### [Exercise description]
Find out how many lines in the records have the string "trace" in them, and state only that number.

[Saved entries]
###
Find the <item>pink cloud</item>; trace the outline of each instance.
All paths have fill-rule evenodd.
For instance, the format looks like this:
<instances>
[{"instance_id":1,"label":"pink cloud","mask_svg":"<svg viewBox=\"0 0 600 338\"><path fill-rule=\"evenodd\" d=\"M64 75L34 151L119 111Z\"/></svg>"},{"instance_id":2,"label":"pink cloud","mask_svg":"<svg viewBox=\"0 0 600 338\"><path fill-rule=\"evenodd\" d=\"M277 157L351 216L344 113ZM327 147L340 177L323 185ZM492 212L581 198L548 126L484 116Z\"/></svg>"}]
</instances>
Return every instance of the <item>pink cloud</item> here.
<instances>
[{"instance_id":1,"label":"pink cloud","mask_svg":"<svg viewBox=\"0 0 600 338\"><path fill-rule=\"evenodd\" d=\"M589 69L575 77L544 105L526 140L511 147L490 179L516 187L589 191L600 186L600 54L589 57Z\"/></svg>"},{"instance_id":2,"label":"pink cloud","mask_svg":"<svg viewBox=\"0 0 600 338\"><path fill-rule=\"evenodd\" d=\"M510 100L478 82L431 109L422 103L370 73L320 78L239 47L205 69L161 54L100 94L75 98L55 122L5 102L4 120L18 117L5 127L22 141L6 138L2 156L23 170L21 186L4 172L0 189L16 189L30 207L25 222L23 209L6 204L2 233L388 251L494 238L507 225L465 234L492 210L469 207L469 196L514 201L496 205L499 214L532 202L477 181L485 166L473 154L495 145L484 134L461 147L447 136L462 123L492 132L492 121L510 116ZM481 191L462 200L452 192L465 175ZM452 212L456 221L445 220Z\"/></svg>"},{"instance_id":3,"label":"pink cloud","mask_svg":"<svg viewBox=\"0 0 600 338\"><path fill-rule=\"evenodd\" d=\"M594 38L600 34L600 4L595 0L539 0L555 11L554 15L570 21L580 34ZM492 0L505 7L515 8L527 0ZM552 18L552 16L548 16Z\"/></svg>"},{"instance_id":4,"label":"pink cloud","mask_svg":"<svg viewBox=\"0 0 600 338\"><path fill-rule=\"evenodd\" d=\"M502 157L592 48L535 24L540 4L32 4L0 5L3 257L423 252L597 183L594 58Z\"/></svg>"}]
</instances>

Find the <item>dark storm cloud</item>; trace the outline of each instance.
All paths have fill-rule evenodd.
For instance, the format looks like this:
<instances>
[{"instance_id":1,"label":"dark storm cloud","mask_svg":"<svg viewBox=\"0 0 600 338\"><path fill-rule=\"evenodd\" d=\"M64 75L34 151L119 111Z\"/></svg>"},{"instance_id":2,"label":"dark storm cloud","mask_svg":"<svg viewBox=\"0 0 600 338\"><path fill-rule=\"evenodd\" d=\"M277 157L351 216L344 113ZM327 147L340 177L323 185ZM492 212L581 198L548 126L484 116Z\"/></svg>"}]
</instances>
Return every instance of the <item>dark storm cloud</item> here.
###
### [Exercise answer]
2